* [Text shown]:
-*-

One thing I don't like with ab is it doesn't measure the outliers, meaning some requests might takes 0.5 seconds, some 5 seconds. All requests are counted, whatever they took to be serviced. I would prefer a Connector that avoid outlier (or at least I don't want to be the outlier when I log on to my bank account!). Let see what the second benchmarks can tell:

Real world benchmark
The purpose of my second benchmark is to stress the server with a real world application that contains complex Servlet, JSP and Database transaction. I think ab is good indicator of performance but focus more on throughput than scalability. The next benchmark simulates an e-commerce site. Customers can browse through a large inventory of items, put those items into shopping carts, purchase them, open new accounts, get account status: all the basic things you'd expect. There is also an admin interface for updating prices, adding inventory, and so on. Each customer will execute a typical scenario at random; each hit on the website is counted as an operation.

The benchmark measures the maximum number of users that the website can handle assuming that 90% of the responses must come back within 2 seconds and that the average think time of the users is 8 seconds. The result are:

j-tpcw.jpg
Grizzly: 2850 APR: 2110 HTTP11: 1610

Note: I have try APR with 10 threads, 1000 threads and the best results was obtainned using 500 threads.

Conclusion
Do your own conclusion ;-) My goal here was to demonstrate that NIO (using non blocking sockets) HTTP Connector are ready for prime time. I hope the myth is over....

Once I have a chance, I would like to compare Grizzly with Jetty (since Jetty has an NIO implementation). I just need to find someone who knows Jetty and can help me configuring it properly :-)

Finally, during this exercise I've found a bug with the 2.4 kernel and the performance was really bad. Also, it is quite possible you run benchmarks where Tomcat perform better. I would be interested to learn about the way Tomcat was configured.....


technorati:


Bookmark blog post: del.icio.us del.icio.us Digg Digg DZone DZone Furl Furl Reddit Reddit
Comments
Comments are listed in date ascending order (oldest first) | Post Comment

  • I thought we found that there is no need to switch off on-demand initialization and the performance issue was due to the VM bug you mentioned inthe conclusion.

    So, what is the use of switching off on-demand initialization?

    Posted by: binod on March 19, 2006 at 09:49 PM

  • In doing some perf benchmarks and looking at more rich UI interactions over HTTP via XML, JSON, or DWR, there's a lot more information being posted from the client. We've benchmarked some pretty poor performance from popular containers, including Tomcat, but I'm wondering if you could add numbers as they relate to posting 500B to 5KB transmissions up to the server?

    Posted by: jhook on March 19, 2006 at 09:50 PM

  • To Binod: We closed bugafter after we found the 2.4 problem. I did all the tests before and didn't want to respin everything. There is no performance hit by the onDemand stuff :-)

    Posted by: jfarcand on March 20, 2006 at 01:53 PM

  • To Jacob: Can you elaborate more on the way you want the numbers? Do you want to measure performance of POSTing 500b to 5KB or GETing those? With ab it is only GET. If you have a link to the benchmark you are using, I can run it on GlassFish.

-*-

* [Information provided]:
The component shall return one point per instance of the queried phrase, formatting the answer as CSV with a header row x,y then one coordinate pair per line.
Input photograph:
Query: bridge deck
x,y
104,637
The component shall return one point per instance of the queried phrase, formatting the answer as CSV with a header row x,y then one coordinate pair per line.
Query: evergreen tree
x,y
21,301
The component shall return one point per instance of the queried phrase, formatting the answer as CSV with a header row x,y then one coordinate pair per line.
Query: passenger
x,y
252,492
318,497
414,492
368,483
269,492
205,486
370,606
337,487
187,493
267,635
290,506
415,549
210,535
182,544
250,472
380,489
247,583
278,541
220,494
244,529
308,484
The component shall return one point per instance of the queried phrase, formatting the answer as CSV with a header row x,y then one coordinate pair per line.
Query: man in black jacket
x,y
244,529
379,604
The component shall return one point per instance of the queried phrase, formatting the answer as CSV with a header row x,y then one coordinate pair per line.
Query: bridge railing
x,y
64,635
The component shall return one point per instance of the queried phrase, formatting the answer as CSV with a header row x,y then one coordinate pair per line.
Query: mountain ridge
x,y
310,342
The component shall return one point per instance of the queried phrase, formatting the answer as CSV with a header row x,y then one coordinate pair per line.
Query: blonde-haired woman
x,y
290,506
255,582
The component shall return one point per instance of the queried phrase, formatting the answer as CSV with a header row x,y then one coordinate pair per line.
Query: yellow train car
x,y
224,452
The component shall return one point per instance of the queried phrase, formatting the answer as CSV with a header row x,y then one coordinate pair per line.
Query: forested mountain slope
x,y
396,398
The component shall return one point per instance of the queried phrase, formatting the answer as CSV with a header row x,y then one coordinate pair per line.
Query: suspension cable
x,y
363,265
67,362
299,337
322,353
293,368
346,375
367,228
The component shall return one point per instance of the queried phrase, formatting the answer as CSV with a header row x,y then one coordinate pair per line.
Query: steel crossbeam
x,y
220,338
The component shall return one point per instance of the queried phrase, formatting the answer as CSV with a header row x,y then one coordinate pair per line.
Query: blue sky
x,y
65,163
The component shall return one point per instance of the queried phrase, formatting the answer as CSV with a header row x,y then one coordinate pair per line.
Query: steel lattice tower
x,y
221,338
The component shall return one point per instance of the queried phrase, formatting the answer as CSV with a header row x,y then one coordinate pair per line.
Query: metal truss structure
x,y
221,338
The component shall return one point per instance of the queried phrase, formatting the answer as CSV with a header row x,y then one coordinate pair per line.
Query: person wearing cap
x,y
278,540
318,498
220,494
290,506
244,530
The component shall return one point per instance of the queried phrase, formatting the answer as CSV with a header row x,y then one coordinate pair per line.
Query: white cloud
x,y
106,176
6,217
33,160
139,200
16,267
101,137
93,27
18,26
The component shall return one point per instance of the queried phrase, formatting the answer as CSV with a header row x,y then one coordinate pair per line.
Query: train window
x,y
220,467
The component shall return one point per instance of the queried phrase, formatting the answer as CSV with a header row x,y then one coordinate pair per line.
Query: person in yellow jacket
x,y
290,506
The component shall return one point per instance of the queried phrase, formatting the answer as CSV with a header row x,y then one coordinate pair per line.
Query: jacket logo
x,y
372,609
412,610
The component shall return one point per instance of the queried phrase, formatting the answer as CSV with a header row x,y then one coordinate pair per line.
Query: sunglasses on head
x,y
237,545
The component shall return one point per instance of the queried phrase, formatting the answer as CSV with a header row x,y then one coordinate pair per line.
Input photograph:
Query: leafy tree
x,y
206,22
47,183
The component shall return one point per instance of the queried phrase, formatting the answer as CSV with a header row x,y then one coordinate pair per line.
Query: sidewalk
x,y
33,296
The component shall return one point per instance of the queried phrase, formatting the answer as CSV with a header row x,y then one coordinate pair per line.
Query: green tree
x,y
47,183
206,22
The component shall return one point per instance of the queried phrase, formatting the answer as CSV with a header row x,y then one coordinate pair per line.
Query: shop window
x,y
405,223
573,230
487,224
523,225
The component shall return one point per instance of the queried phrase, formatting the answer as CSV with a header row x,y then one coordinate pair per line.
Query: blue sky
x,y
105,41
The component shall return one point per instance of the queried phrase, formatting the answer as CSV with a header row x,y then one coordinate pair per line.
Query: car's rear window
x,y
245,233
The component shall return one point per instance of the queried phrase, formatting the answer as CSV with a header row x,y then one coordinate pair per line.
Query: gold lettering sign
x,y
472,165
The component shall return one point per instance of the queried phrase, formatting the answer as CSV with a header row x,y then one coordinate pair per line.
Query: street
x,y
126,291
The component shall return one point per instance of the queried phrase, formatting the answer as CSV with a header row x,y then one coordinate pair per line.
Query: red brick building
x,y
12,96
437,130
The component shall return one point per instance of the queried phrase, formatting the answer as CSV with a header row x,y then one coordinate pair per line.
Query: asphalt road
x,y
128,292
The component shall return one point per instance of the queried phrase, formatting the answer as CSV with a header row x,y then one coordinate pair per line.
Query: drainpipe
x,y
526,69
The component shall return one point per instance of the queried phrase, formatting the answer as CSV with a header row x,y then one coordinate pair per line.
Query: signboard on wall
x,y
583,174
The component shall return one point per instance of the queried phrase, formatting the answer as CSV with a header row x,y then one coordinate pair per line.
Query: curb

-*-

* [Your tasks]:
(1) According to the connector benchmark text, what number of threads gave the best results for APR?
(2) Based on the connector benchmark text, explain why a second benchmark was run in addition to ab.
The records are separate material and have no connection to the connector benchmark text.

* [Worked solutions]:
(1) The best APR results came from using 500 threads.

(2) Ab does not measure outliers, and although it is a good indicator of performance, it focuses more on throughput than on scalability. The second benchmark stresses the server with a real-world application that contains complex Servlet, JSP and database transactions.